- _Requirement 1_:
Answer these questions about the QAT POC diff:
(a) Which flag is used to disable quantizing the bias term?
(b) Which tool does the diff say is relied on to quantize the model in place of ORT's own "Observers"?
(c) In model.py, which import line replaces `import onnxruntime.training.onnxblock as onnxblock`?
** Start of Passage **
Bring QAT POC back to a functional state

orttraining/orttraining/test/python/qat_poc_example/README.md

@@ -48,7 +48,7 @@ We use `onnxruntime.training.onnxblock` to perform the above operations to get t
 
 > **_NOTE:_**  As of this writing, ORT does not have its own `"Observers"`. Instead, we rely on the `onnxruntime.quantization` tool to quantize the model and give us an initial estimate of the quantization parameters using its calibration process. Here the calibration process is used as a substitute for the observers to present the POC.
 
-> **_NOTE:_** Typically, the weights in the statically quantized onnx model is associated with a DQ node only (not the QDQ pair) since weights are quantized. However, QAT requires weights and biases to be non quantized. We ensure that the weights have dedicated QDQ pair by passing in the flag AddQDQPairToWeight=True`
+> **_NOTE:_** Typically, the weights in the statically quantized onnx model is associated with a DQ node only (not the QDQ pair) since weights are quantized. However, QAT requires weights and biases to be non quantized. We ensure that the weights have dedicated QDQ pair by passing in the flag `AddQDQPairToWeight=True`
 
 > **_NOTE:_**  Typically, the bias term in the statically quantized onnx model is associated with a DQ node only (not the QDQ pair) since it is quantized as int32 as opposed to int8. So, we disable quantizing the bias term using the flag QuantizeBias=False`
 

orttraining/orttraining/test/python/qat_poc_example/model.py

@@ -5,7 +5,7 @@
 import onnx
 import torch
 
-import onnxruntime.training.onnxblock as onnxblock
+from onnxruntime.training import artifacts
 
 
 class MNIST(torch.nn.Module):
@@ -96,42 +96,26 @@ def create_training_artifacts(model_path, artifacts_dir, model_prefix):
     4. The checkpoint file
     """
 
-    class MNISTWithLoss(onnxblock.TrainingModel):
-        def __init__(self):
-            super().__init__()
-            self.loss = onnxblock.loss.CrossEntropyLoss()
-
-        def build(self, output_name):
-            return self.loss(output_name)
-
-    mnist_with_loss = MNISTWithLoss()
-    onnx_model, eval_model, optimizer_model = onnx.load(model_path), None, None
-
-    # Build the training and eval graphs
-    logging.info("Using onnxblock to create the training artifacts.")
-    with onnxblock.onnx_model(onnx_model) as model_accessor:
-        _ = mnist_with_loss(onnx_model.graph.output[0].name)
-        eval_model = model_accessor.eval_model
-
-    # Build the optimizer graph
-    optimizer = onnxblock.optim.AdamW()
-    with onnxblock.onnx_model() as accessor:
-        _ = optimizer(mnist_with_loss.parameters())
-        optimizer_model = accessor.model
+    onnx_model = onnx.load(model_path)
+
+    requires_grad = [
+        param.name
+        for param in onnx_model.graph.initializer
+        if (not param.name.endswith("_scale") and not param.name.endswith("_zero_point"))
** End of Passage **
** Start of Provided records **
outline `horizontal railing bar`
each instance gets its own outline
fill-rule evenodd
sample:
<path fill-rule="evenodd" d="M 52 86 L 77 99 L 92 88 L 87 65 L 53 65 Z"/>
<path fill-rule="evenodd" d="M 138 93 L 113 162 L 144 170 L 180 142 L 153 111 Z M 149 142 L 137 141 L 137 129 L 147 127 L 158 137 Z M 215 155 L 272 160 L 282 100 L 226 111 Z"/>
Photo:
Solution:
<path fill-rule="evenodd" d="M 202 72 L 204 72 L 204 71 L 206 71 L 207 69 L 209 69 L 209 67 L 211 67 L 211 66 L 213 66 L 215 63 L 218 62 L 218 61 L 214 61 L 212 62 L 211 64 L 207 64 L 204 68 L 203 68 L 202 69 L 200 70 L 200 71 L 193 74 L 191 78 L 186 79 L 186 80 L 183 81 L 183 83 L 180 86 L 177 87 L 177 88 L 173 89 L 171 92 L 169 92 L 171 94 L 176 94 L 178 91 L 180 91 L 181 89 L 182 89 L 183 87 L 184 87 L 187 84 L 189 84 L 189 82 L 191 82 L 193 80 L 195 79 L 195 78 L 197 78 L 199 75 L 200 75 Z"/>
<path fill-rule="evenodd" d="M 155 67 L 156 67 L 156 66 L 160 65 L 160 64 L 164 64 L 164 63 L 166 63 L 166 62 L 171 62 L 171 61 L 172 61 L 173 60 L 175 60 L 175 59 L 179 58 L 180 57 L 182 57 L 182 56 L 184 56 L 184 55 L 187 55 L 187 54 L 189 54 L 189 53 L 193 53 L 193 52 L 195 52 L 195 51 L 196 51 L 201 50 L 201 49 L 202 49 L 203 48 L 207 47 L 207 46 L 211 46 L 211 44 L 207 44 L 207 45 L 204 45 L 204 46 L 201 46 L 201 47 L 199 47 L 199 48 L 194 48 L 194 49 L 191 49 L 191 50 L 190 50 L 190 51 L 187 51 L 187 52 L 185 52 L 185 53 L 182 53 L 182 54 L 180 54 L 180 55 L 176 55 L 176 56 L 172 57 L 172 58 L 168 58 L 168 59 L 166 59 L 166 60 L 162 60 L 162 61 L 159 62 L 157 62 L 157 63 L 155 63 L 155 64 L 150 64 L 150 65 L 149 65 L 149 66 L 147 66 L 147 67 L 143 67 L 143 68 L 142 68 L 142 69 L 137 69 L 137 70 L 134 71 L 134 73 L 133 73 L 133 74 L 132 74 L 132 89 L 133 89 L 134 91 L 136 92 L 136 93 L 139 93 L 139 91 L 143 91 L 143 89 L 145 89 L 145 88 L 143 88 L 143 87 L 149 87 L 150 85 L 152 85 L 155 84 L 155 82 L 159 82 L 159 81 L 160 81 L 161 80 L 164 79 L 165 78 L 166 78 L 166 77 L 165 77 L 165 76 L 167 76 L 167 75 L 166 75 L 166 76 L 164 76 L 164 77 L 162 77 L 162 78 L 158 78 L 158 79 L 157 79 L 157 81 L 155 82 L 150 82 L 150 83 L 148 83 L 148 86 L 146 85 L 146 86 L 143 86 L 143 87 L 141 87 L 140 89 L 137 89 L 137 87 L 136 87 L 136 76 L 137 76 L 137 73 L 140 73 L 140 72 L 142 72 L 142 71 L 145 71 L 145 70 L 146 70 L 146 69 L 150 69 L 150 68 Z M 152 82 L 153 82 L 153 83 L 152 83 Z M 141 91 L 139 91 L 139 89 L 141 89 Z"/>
** End of Provided records **
- _Requirement 2_: Format the listing as a numbered list, starting at its first line and ending at the line that contains "52 86 L 77 99", with blank lines omitted.

- _Correct output 1_:
(a) `QuantizeBias=False`
(b) The `onnxruntime.quantization` tool
(c) `from onnxruntime.training import artifacts`

- _Correct output 2_:
1. outline `horizontal railing bar`
2. each instance gets its own outline
3. fill-rule evenodd
4. sample:
5. <path fill-rule="evenodd" d="M 52 86 L 77 99 L 92 88 L 87 65 L 53 65 Z"/>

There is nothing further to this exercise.